▸ Goal
Starting at the line with "Objective — one point per instance of the narrow", transcribe each line through the final one, both included, and add nothing.

-- begin --

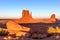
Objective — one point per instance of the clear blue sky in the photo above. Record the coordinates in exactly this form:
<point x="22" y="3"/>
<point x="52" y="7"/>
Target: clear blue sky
<point x="39" y="8"/>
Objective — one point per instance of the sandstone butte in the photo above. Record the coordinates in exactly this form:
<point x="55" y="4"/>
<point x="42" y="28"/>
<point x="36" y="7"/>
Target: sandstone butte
<point x="14" y="28"/>
<point x="27" y="18"/>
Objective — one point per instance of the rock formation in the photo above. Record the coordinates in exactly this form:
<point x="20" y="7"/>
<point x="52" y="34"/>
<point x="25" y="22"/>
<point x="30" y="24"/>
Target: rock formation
<point x="14" y="28"/>
<point x="27" y="18"/>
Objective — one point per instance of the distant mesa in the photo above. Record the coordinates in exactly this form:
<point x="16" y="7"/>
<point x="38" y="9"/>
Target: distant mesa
<point x="27" y="18"/>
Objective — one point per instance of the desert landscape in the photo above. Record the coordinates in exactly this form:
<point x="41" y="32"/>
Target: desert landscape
<point x="28" y="28"/>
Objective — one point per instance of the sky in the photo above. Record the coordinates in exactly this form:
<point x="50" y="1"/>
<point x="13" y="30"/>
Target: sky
<point x="39" y="8"/>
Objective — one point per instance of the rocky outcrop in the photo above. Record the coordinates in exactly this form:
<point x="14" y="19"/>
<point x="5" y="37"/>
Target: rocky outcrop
<point x="27" y="18"/>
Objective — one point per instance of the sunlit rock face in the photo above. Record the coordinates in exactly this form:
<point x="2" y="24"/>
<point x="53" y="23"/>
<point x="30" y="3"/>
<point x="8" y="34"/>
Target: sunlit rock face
<point x="14" y="28"/>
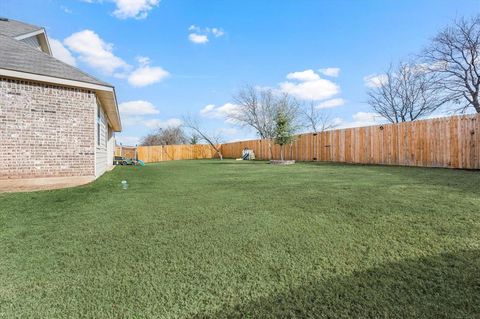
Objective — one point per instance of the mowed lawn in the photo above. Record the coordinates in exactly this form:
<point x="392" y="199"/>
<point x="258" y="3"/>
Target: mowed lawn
<point x="211" y="239"/>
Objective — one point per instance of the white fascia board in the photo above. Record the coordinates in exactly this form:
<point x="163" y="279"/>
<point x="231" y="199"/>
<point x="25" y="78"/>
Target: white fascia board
<point x="54" y="80"/>
<point x="29" y="34"/>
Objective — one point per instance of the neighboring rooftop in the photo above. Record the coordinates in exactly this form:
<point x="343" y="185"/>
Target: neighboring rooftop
<point x="14" y="28"/>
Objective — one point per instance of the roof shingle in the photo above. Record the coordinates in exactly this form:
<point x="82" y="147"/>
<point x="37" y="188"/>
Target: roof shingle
<point x="18" y="56"/>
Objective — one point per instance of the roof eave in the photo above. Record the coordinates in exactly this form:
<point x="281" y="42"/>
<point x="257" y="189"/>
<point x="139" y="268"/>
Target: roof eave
<point x="105" y="93"/>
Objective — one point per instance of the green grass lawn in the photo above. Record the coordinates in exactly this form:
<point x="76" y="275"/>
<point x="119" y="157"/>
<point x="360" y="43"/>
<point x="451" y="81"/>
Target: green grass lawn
<point x="211" y="239"/>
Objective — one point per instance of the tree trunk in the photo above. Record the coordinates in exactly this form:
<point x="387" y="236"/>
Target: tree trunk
<point x="476" y="105"/>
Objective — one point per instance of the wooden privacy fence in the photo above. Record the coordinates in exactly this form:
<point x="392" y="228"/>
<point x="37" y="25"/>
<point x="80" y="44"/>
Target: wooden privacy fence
<point x="150" y="154"/>
<point x="125" y="151"/>
<point x="444" y="142"/>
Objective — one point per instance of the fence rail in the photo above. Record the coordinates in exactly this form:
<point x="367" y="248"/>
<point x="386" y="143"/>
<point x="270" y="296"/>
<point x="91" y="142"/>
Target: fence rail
<point x="443" y="142"/>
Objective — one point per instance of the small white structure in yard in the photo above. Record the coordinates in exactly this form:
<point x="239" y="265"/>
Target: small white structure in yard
<point x="56" y="122"/>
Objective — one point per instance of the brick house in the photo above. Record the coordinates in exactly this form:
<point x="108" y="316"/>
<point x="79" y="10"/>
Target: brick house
<point x="55" y="120"/>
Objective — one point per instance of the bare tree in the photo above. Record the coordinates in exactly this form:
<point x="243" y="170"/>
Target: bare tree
<point x="257" y="108"/>
<point x="194" y="139"/>
<point x="406" y="93"/>
<point x="192" y="124"/>
<point x="455" y="55"/>
<point x="165" y="136"/>
<point x="316" y="119"/>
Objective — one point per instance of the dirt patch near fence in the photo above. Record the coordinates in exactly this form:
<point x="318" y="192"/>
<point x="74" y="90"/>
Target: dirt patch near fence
<point x="37" y="184"/>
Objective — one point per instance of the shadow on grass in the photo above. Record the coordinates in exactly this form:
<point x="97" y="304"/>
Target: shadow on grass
<point x="444" y="286"/>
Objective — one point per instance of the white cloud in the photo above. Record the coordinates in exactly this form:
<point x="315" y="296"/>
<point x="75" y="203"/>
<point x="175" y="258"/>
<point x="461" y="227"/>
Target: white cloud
<point x="307" y="75"/>
<point x="146" y="75"/>
<point x="127" y="140"/>
<point x="139" y="107"/>
<point x="137" y="9"/>
<point x="309" y="86"/>
<point x="220" y="112"/>
<point x="334" y="72"/>
<point x="207" y="109"/>
<point x="375" y="80"/>
<point x="229" y="131"/>
<point x="95" y="52"/>
<point x="157" y="123"/>
<point x="331" y="103"/>
<point x="198" y="38"/>
<point x="311" y="90"/>
<point x="217" y="32"/>
<point x="200" y="35"/>
<point x="60" y="52"/>
<point x="66" y="10"/>
<point x="362" y="119"/>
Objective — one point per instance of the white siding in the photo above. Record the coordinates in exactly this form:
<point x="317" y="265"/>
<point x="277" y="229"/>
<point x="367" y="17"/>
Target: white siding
<point x="101" y="141"/>
<point x="110" y="148"/>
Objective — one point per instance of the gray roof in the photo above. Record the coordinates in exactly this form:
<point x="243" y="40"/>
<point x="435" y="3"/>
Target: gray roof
<point x="18" y="56"/>
<point x="15" y="28"/>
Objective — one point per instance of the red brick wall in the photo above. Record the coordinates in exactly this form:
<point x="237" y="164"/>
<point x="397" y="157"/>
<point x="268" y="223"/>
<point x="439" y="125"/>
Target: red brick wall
<point x="46" y="130"/>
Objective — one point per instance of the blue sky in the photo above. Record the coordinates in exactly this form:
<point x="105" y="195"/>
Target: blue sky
<point x="171" y="57"/>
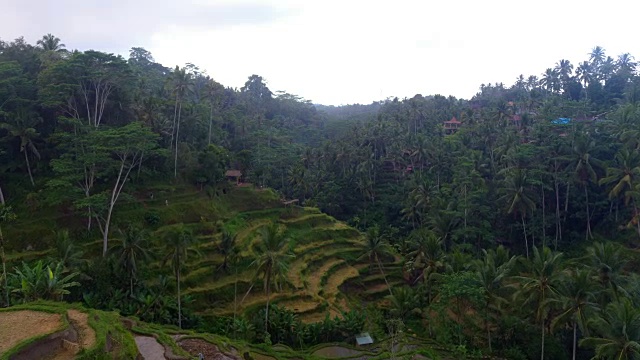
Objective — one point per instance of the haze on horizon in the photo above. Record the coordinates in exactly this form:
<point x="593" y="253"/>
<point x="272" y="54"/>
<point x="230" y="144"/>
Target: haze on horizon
<point x="338" y="52"/>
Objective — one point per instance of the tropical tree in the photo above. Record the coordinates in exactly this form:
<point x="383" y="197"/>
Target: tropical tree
<point x="50" y="42"/>
<point x="271" y="260"/>
<point x="6" y="215"/>
<point x="516" y="194"/>
<point x="540" y="284"/>
<point x="179" y="243"/>
<point x="375" y="249"/>
<point x="584" y="168"/>
<point x="132" y="249"/>
<point x="23" y="128"/>
<point x="576" y="295"/>
<point x="618" y="332"/>
<point x="227" y="247"/>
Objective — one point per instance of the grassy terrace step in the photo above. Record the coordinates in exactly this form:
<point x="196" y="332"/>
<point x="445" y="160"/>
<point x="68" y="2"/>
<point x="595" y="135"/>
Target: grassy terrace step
<point x="315" y="278"/>
<point x="331" y="288"/>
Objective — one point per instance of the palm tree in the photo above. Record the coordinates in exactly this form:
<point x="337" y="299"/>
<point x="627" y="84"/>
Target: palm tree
<point x="23" y="128"/>
<point x="516" y="194"/>
<point x="50" y="42"/>
<point x="227" y="247"/>
<point x="181" y="84"/>
<point x="132" y="248"/>
<point x="608" y="260"/>
<point x="375" y="249"/>
<point x="179" y="243"/>
<point x="577" y="292"/>
<point x="272" y="258"/>
<point x="540" y="284"/>
<point x="624" y="178"/>
<point x="584" y="166"/>
<point x="6" y="215"/>
<point x="618" y="328"/>
<point x="491" y="273"/>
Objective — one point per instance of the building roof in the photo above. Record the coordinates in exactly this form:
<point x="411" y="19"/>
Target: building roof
<point x="364" y="339"/>
<point x="453" y="121"/>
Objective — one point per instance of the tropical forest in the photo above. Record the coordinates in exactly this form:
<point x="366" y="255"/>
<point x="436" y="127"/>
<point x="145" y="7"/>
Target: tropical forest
<point x="149" y="207"/>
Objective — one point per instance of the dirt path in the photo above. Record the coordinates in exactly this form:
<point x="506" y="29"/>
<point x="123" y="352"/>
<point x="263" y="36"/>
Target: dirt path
<point x="86" y="334"/>
<point x="29" y="323"/>
<point x="150" y="348"/>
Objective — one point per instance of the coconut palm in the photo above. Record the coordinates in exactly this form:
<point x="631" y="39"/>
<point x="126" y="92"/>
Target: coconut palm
<point x="618" y="330"/>
<point x="179" y="244"/>
<point x="539" y="284"/>
<point x="516" y="194"/>
<point x="22" y="127"/>
<point x="227" y="247"/>
<point x="375" y="249"/>
<point x="271" y="260"/>
<point x="624" y="176"/>
<point x="181" y="85"/>
<point x="131" y="249"/>
<point x="50" y="42"/>
<point x="577" y="292"/>
<point x="584" y="168"/>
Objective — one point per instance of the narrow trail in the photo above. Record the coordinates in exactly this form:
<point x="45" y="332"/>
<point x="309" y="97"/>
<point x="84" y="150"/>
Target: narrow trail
<point x="150" y="348"/>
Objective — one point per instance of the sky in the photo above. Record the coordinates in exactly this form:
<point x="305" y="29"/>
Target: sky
<point x="337" y="52"/>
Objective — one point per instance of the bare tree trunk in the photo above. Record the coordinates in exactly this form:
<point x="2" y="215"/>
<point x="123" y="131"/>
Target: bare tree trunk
<point x="524" y="230"/>
<point x="4" y="269"/>
<point x="575" y="338"/>
<point x="175" y="161"/>
<point x="179" y="301"/>
<point x="26" y="158"/>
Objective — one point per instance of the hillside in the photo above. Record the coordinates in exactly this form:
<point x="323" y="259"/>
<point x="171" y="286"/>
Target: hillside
<point x="61" y="331"/>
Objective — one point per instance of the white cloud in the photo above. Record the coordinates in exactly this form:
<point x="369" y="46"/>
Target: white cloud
<point x="340" y="51"/>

-- end --

▸ Solution to this problem
Objective — one point per instance of the narrow trail in the photo above. Record the coordinates in exactly this form:
<point x="45" y="332"/>
<point x="309" y="97"/>
<point x="84" y="150"/>
Target: narrow trail
<point x="150" y="348"/>
Objective — one point per instance of the sky in the photo above. Record the coordinates in exactly this form:
<point x="305" y="29"/>
Target: sky
<point x="337" y="52"/>
Objective — one point per instance of the bare tree trunk in the photo above. Record the coordinates in exactly this form:
<point x="2" y="215"/>
<point x="123" y="131"/>
Target: bare tree trunk
<point x="524" y="230"/>
<point x="4" y="269"/>
<point x="575" y="338"/>
<point x="175" y="161"/>
<point x="179" y="301"/>
<point x="26" y="158"/>
Objective — one point per instance of the hillside in the photo above. Record the coordinates in exactly this form:
<point x="323" y="259"/>
<point x="171" y="286"/>
Target: hillside
<point x="61" y="331"/>
Objective — one point per instance of the white cloud in the photo above. Record the coordinates in exactly this form:
<point x="369" y="46"/>
Target: white cloud
<point x="340" y="51"/>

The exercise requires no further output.